## ASSIGNMENT
If "image" shows up in a line of the material, return that line.

:::::

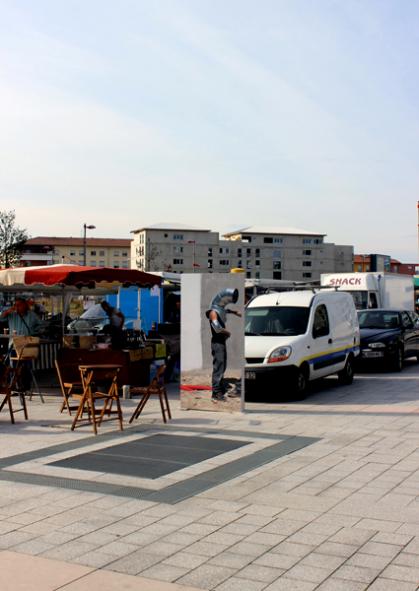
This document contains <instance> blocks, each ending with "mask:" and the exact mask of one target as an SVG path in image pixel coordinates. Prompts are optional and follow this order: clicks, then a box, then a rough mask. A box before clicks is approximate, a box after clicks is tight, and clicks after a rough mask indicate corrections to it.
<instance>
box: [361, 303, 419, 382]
mask: <svg viewBox="0 0 419 591" xmlns="http://www.w3.org/2000/svg"><path fill="white" fill-rule="evenodd" d="M358 320H359V327H360V329H361V354H360V356H359V358H358V359H359V361H360V362H361V363H366V362H371V363H373V362H381V363H382V364H383V365H384V366H385V367H387V368H388V369H391V370H393V371H401V369H402V367H403V360H404V359H406V358H407V357H416V358H417V359H418V361H419V316H418V315H417V314H416V313H415V312H411V311H409V310H387V309H383V308H381V309H380V308H376V309H373V310H360V311H359V312H358Z"/></svg>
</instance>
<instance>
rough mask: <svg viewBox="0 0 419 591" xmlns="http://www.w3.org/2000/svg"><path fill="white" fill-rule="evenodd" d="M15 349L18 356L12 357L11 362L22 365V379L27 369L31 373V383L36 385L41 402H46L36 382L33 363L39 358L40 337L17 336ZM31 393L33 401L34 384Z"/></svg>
mask: <svg viewBox="0 0 419 591" xmlns="http://www.w3.org/2000/svg"><path fill="white" fill-rule="evenodd" d="M13 348H14V350H15V352H16V355H12V356H11V357H10V360H11V361H12V362H14V363H17V364H19V365H21V369H20V374H21V375H20V377H22V374H23V371H24V369H27V370H28V371H29V373H30V376H31V381H32V382H33V383H34V384H35V387H36V390H37V391H38V395H39V397H40V399H41V402H45V401H44V397H43V396H42V394H41V390H40V389H39V386H38V382H37V381H36V377H35V374H34V371H33V366H32V365H33V362H34V361H35V359H37V358H38V355H39V348H40V339H39V337H26V336H15V337H13ZM24 362H25V363H26V364H27V365H26V366H24V365H23V363H24ZM28 390H29V389H28ZM29 391H30V396H29V400H32V395H33V390H32V384H31V388H30V390H29Z"/></svg>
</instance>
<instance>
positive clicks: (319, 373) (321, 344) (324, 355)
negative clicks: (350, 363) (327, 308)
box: [309, 304, 346, 378]
mask: <svg viewBox="0 0 419 591" xmlns="http://www.w3.org/2000/svg"><path fill="white" fill-rule="evenodd" d="M335 348H336V345H334V343H333V335H332V333H331V327H330V320H329V314H328V312H327V307H326V305H325V304H318V305H317V307H316V309H315V311H314V318H313V327H312V346H311V359H310V360H309V363H310V369H311V375H312V377H313V378H321V377H323V376H327V375H330V374H333V373H335V372H337V371H339V370H341V369H342V368H343V366H344V364H345V358H346V354H345V352H342V351H335V350H334V349H335Z"/></svg>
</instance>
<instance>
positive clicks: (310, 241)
mask: <svg viewBox="0 0 419 591" xmlns="http://www.w3.org/2000/svg"><path fill="white" fill-rule="evenodd" d="M132 234H133V235H134V238H133V241H132V247H131V267H132V268H137V269H141V270H144V271H170V272H175V273H191V272H198V273H216V272H217V273H221V272H229V271H231V269H233V268H242V269H243V271H244V272H245V273H246V277H247V278H255V279H259V278H260V279H285V280H289V281H316V280H319V278H320V274H321V273H331V272H345V271H347V272H350V271H352V268H353V247H352V246H346V245H345V246H342V245H336V244H332V243H326V242H324V237H325V234H321V233H317V232H310V231H306V230H301V229H297V228H281V227H264V226H250V227H248V228H243V229H240V230H237V231H234V232H230V233H228V234H225V235H224V236H223V237H222V238H221V239H220V235H219V233H218V232H212V231H211V230H207V229H198V228H191V227H187V226H181V225H171V224H157V225H153V226H148V227H144V228H139V229H138V230H134V231H133V232H132Z"/></svg>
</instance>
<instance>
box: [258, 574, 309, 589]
mask: <svg viewBox="0 0 419 591" xmlns="http://www.w3.org/2000/svg"><path fill="white" fill-rule="evenodd" d="M317 587H318V583H309V582H308V581H296V580H295V579H287V578H286V577H281V578H279V579H278V580H277V581H274V582H273V583H271V584H270V585H268V587H265V589H264V591H313V590H314V589H316V588H317Z"/></svg>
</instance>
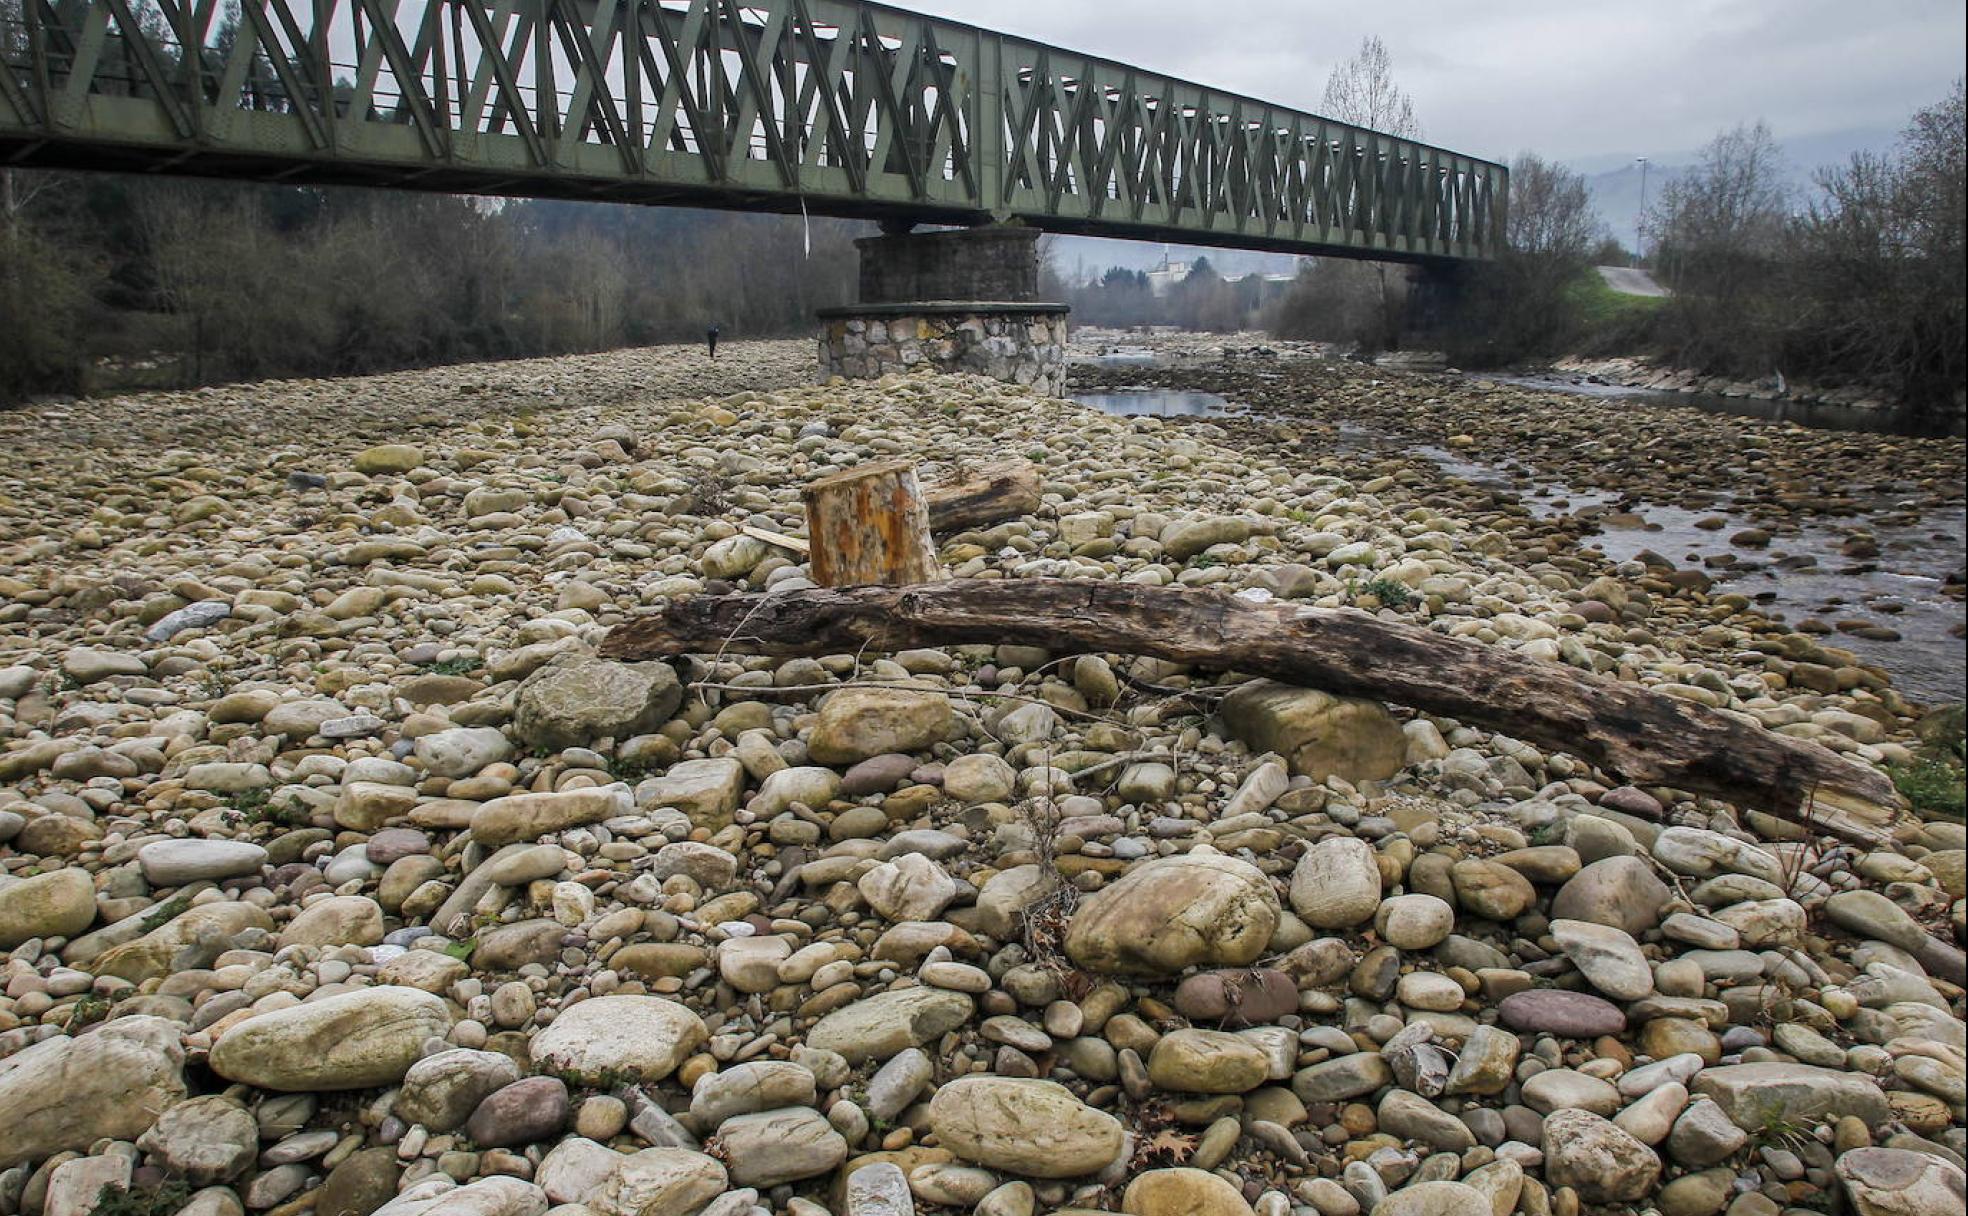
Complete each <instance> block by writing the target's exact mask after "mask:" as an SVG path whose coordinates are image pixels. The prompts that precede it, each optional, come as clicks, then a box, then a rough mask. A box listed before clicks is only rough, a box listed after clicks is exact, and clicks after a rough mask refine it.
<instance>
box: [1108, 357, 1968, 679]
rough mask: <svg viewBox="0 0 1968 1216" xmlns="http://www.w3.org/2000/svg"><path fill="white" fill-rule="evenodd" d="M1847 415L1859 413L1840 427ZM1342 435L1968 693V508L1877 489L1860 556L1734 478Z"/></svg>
mask: <svg viewBox="0 0 1968 1216" xmlns="http://www.w3.org/2000/svg"><path fill="white" fill-rule="evenodd" d="M1130 354H1132V352H1130ZM1102 362H1106V360H1102ZM1116 364H1120V366H1128V364H1134V366H1151V364H1153V354H1151V352H1145V350H1143V352H1139V354H1138V356H1136V358H1126V360H1112V362H1106V366H1116ZM1490 380H1496V378H1490ZM1504 382H1506V384H1517V386H1521V388H1535V390H1545V392H1576V394H1580V395H1592V397H1622V399H1630V401H1633V403H1635V405H1641V407H1649V409H1653V407H1657V409H1702V411H1710V413H1738V415H1748V417H1769V419H1771V421H1793V423H1799V425H1811V427H1822V429H1858V431H1868V433H1899V431H1897V429H1895V427H1893V425H1889V421H1887V419H1885V417H1881V415H1877V413H1876V411H1854V409H1842V407H1805V405H1801V403H1793V401H1753V399H1740V397H1712V399H1710V397H1696V395H1692V394H1659V392H1637V390H1622V388H1612V386H1596V384H1570V382H1565V380H1553V378H1511V380H1504ZM1073 399H1076V401H1080V403H1082V405H1090V407H1094V409H1104V411H1108V413H1118V415H1130V417H1138V415H1153V417H1214V415H1236V413H1248V409H1246V407H1244V405H1240V403H1236V401H1230V399H1226V397H1224V395H1220V394H1208V392H1195V390H1171V388H1153V386H1151V388H1106V386H1102V388H1098V390H1088V392H1082V394H1075V397H1073ZM1777 407H1783V411H1779V409H1777ZM1759 411H1763V413H1759ZM1846 415H1864V417H1846ZM1842 421H1848V423H1854V425H1838V423H1842ZM1336 445H1338V447H1340V451H1358V453H1393V451H1405V453H1409V455H1417V456H1423V458H1427V460H1431V462H1433V464H1435V466H1437V468H1441V470H1443V474H1445V476H1450V478H1460V480H1466V482H1470V484H1474V486H1482V488H1486V490H1492V492H1498V494H1509V496H1513V498H1517V500H1519V502H1521V504H1523V506H1525V508H1527V510H1529V512H1533V514H1539V516H1545V517H1551V516H1561V514H1568V516H1572V517H1576V519H1578V521H1580V523H1586V525H1588V527H1590V533H1588V535H1586V537H1584V539H1582V545H1584V547H1588V549H1596V551H1600V553H1604V555H1606V559H1608V561H1614V563H1624V561H1633V559H1637V557H1641V555H1659V557H1665V559H1669V561H1671V563H1675V565H1679V567H1698V569H1702V571H1704V573H1708V577H1710V578H1714V582H1716V586H1718V590H1734V592H1740V594H1746V596H1750V598H1752V600H1755V604H1757V608H1759V610H1761V612H1763V614H1767V616H1771V618H1773V620H1781V622H1787V624H1791V626H1793V628H1799V630H1803V632H1813V634H1828V638H1826V641H1832V643H1834V645H1842V647H1846V649H1850V651H1852V653H1856V655H1860V659H1864V661H1866V663H1874V665H1877V667H1881V669H1883V671H1887V673H1889V675H1891V677H1893V687H1897V689H1899V691H1901V695H1905V697H1911V699H1915V700H1923V702H1946V700H1962V699H1964V695H1968V653H1964V643H1962V634H1964V630H1968V624H1964V604H1962V600H1960V598H1950V596H1944V594H1942V586H1944V582H1946V580H1948V578H1950V577H1956V578H1958V577H1960V571H1962V555H1964V551H1968V512H1964V510H1962V508H1960V506H1954V508H1946V510H1938V512H1937V510H1925V512H1913V510H1903V508H1899V506H1897V504H1895V502H1893V500H1891V498H1877V496H1876V498H1872V500H1868V502H1864V504H1862V512H1864V519H1866V523H1868V529H1870V535H1872V551H1870V553H1866V551H1862V553H1858V555H1854V553H1852V551H1850V527H1840V525H1838V521H1834V519H1805V521H1801V525H1799V527H1797V529H1795V531H1793V529H1785V531H1781V533H1777V535H1773V537H1769V539H1763V535H1761V533H1763V529H1761V521H1759V519H1753V517H1750V516H1748V514H1744V512H1740V510H1736V508H1734V504H1732V496H1730V494H1728V492H1726V490H1722V492H1718V494H1716V496H1714V502H1712V506H1708V508H1704V510H1691V508H1687V506H1675V504H1667V502H1649V500H1645V498H1635V496H1631V494H1616V492H1610V490H1600V488H1576V486H1568V484H1565V482H1561V480H1549V478H1543V476H1539V474H1537V470H1535V468H1529V466H1502V464H1490V462H1482V460H1470V458H1466V456H1462V455H1458V453H1452V451H1448V449H1445V447H1439V445H1415V443H1413V441H1411V439H1403V437H1401V435H1395V433H1391V431H1382V429H1370V427H1360V425H1348V423H1340V425H1338V433H1336ZM1846 523H1850V519H1846Z"/></svg>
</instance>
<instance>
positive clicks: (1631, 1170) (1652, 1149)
mask: <svg viewBox="0 0 1968 1216" xmlns="http://www.w3.org/2000/svg"><path fill="white" fill-rule="evenodd" d="M1545 1179H1547V1181H1549V1183H1551V1185H1553V1186H1570V1188H1574V1190H1576V1192H1578V1196H1580V1198H1582V1200H1586V1202H1588V1204H1630V1202H1637V1200H1641V1198H1645V1196H1647V1194H1649V1192H1651V1190H1653V1185H1655V1183H1657V1181H1659V1179H1661V1159H1659V1157H1655V1153H1653V1149H1649V1147H1647V1145H1643V1143H1639V1141H1637V1139H1633V1137H1631V1135H1628V1133H1626V1131H1622V1129H1620V1127H1618V1125H1616V1124H1612V1122H1610V1120H1602V1118H1600V1116H1596V1114H1590V1112H1584V1110H1555V1112H1551V1114H1549V1116H1545Z"/></svg>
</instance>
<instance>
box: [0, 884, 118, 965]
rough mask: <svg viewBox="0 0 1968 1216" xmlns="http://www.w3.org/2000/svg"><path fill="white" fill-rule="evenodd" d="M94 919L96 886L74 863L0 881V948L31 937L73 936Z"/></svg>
mask: <svg viewBox="0 0 1968 1216" xmlns="http://www.w3.org/2000/svg"><path fill="white" fill-rule="evenodd" d="M94 919H96V885H94V883H92V882H91V880H89V872H87V870H81V868H77V866H63V868H61V870H49V872H47V874H35V876H33V878H20V880H6V882H4V883H0V950H12V948H14V946H18V944H22V942H24V941H30V939H35V937H75V935H77V933H81V931H83V929H89V925H91V923H92V921H94Z"/></svg>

:::::

## RESPONSE BOX
This document contains <instance> blocks, each ending with "mask:" and the exact mask of one target as an SVG path in image pixel coordinates. Prompts are optional and follow this order: clicks, then a box, then a rough mask. A box before clicks is approximate, a box after clicks is tight, and clicks after a rough mask indicate corrections to it.
Complete each <instance> block by writing the target's exact mask after "mask:" as an SVG path whose coordinates are image pixels. The prompts that precede it, each optional, come as clicks, then a box, then a rough mask. A box listed before clicks is only rough, a box listed after clicks is exact, and clicks after a rough mask refine it.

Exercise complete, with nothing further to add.